> **Exercise instructions**: Nothing but the lines from the one that contains "Mark the floral" through the end of the listing should appear, set down exactly.

> **The records**:
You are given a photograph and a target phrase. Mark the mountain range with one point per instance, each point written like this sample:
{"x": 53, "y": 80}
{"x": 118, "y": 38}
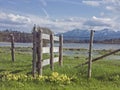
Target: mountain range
{"x": 105, "y": 34}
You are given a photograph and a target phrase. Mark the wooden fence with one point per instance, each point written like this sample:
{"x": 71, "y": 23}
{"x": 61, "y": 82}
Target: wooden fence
{"x": 39, "y": 50}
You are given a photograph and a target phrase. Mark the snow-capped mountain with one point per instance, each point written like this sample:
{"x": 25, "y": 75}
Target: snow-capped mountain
{"x": 78, "y": 34}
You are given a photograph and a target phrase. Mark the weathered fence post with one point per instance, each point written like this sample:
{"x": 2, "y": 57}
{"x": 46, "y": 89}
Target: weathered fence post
{"x": 34, "y": 52}
{"x": 39, "y": 52}
{"x": 51, "y": 52}
{"x": 12, "y": 47}
{"x": 60, "y": 50}
{"x": 90, "y": 54}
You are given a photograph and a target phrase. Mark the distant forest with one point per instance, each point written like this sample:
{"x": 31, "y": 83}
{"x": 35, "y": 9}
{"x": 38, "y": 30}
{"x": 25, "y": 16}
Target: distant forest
{"x": 19, "y": 36}
{"x": 27, "y": 37}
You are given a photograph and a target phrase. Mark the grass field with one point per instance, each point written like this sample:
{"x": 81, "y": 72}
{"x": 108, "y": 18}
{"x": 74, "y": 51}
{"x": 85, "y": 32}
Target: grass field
{"x": 105, "y": 73}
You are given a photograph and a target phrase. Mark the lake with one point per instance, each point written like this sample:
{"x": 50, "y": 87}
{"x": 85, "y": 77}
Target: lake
{"x": 96, "y": 46}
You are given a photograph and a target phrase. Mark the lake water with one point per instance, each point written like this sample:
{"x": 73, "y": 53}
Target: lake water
{"x": 68, "y": 45}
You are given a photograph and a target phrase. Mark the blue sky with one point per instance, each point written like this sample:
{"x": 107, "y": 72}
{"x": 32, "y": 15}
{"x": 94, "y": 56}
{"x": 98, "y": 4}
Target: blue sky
{"x": 60, "y": 15}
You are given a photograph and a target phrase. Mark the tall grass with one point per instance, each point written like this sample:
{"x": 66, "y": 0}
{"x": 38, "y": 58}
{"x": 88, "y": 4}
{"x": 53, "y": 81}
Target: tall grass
{"x": 105, "y": 73}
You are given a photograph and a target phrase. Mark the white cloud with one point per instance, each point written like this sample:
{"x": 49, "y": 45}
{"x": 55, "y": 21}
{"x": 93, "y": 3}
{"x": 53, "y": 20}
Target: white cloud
{"x": 44, "y": 3}
{"x": 14, "y": 21}
{"x": 91, "y": 3}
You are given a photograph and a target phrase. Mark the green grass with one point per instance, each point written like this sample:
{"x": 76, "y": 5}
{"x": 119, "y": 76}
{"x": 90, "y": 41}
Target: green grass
{"x": 105, "y": 73}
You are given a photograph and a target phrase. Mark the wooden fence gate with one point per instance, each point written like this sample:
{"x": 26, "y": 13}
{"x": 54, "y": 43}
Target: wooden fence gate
{"x": 39, "y": 50}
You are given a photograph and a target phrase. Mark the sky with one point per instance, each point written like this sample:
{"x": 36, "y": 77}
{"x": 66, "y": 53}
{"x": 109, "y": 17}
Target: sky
{"x": 60, "y": 15}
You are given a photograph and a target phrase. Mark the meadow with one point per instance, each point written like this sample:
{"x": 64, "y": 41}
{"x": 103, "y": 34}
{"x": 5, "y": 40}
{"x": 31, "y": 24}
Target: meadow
{"x": 105, "y": 72}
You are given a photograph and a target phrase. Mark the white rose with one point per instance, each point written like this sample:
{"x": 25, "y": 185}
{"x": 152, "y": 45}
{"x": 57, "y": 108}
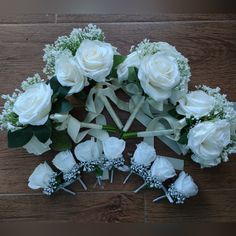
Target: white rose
{"x": 87, "y": 151}
{"x": 41, "y": 176}
{"x": 132, "y": 60}
{"x": 64, "y": 161}
{"x": 69, "y": 74}
{"x": 144, "y": 154}
{"x": 185, "y": 185}
{"x": 196, "y": 104}
{"x": 158, "y": 75}
{"x": 34, "y": 146}
{"x": 162, "y": 169}
{"x": 33, "y": 106}
{"x": 113, "y": 147}
{"x": 95, "y": 58}
{"x": 207, "y": 141}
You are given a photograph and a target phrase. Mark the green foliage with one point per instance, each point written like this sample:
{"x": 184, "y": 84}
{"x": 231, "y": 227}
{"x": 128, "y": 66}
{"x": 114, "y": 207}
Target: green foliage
{"x": 98, "y": 171}
{"x": 21, "y": 137}
{"x": 59, "y": 91}
{"x": 61, "y": 106}
{"x": 117, "y": 60}
{"x": 133, "y": 77}
{"x": 60, "y": 141}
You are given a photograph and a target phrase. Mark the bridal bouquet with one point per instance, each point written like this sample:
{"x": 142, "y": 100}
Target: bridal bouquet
{"x": 39, "y": 115}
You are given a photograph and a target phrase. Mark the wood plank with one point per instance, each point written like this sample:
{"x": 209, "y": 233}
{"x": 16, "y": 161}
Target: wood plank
{"x": 210, "y": 47}
{"x": 16, "y": 165}
{"x": 27, "y": 18}
{"x": 209, "y": 206}
{"x": 83, "y": 208}
{"x": 158, "y": 17}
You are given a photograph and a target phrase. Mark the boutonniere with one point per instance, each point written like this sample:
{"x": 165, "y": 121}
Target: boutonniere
{"x": 113, "y": 149}
{"x": 43, "y": 177}
{"x": 141, "y": 161}
{"x": 183, "y": 188}
{"x": 65, "y": 162}
{"x": 160, "y": 171}
{"x": 89, "y": 157}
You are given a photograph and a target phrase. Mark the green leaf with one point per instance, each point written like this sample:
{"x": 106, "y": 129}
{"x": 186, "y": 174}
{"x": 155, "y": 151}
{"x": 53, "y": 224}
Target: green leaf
{"x": 173, "y": 113}
{"x": 58, "y": 90}
{"x": 61, "y": 106}
{"x": 43, "y": 132}
{"x": 20, "y": 137}
{"x": 132, "y": 77}
{"x": 98, "y": 171}
{"x": 183, "y": 139}
{"x": 117, "y": 60}
{"x": 60, "y": 141}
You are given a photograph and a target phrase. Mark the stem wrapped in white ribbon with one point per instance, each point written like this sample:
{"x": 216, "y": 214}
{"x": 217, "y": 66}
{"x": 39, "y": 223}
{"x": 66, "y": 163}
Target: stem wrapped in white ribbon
{"x": 143, "y": 134}
{"x": 133, "y": 114}
{"x": 111, "y": 111}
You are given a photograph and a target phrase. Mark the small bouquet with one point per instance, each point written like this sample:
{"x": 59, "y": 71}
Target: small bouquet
{"x": 210, "y": 125}
{"x": 83, "y": 66}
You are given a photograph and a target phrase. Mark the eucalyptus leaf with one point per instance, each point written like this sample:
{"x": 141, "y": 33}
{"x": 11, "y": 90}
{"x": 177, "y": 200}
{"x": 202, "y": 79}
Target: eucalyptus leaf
{"x": 117, "y": 60}
{"x": 20, "y": 137}
{"x": 132, "y": 77}
{"x": 43, "y": 132}
{"x": 60, "y": 141}
{"x": 183, "y": 139}
{"x": 58, "y": 90}
{"x": 61, "y": 106}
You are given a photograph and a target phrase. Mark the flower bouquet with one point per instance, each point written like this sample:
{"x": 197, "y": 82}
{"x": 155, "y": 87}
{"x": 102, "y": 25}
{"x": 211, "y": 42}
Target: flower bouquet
{"x": 154, "y": 75}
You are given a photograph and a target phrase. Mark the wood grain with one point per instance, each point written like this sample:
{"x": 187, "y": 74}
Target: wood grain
{"x": 208, "y": 40}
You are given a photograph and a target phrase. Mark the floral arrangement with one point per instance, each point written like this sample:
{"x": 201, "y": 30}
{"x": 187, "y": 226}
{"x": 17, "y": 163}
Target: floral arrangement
{"x": 39, "y": 115}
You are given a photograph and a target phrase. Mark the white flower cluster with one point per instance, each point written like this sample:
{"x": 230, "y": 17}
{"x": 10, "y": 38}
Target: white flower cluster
{"x": 16, "y": 113}
{"x": 8, "y": 119}
{"x": 223, "y": 109}
{"x": 163, "y": 72}
{"x": 69, "y": 45}
{"x": 35, "y": 79}
{"x": 211, "y": 135}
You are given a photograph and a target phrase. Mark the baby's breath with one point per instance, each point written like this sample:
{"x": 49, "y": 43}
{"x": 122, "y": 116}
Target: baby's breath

> **Worked solution**:
You are given a photograph and a target phrase. Mark the floral arrangement with one point per instance, each point written like this sample:
{"x": 201, "y": 30}
{"x": 187, "y": 226}
{"x": 17, "y": 163}
Target: floral arrangement
{"x": 39, "y": 115}
You are given a photograph and a target phrase. Mark the white flower cluster with one point per instance, each point written like this sample:
{"x": 230, "y": 17}
{"x": 10, "y": 38}
Target: white flower cluster
{"x": 16, "y": 113}
{"x": 8, "y": 119}
{"x": 223, "y": 109}
{"x": 163, "y": 72}
{"x": 69, "y": 45}
{"x": 35, "y": 79}
{"x": 211, "y": 135}
You are given a photograph and a target phrase. Mark the baby's breath with one point per instance, each point written like this sample:
{"x": 49, "y": 43}
{"x": 122, "y": 116}
Target: baby's breath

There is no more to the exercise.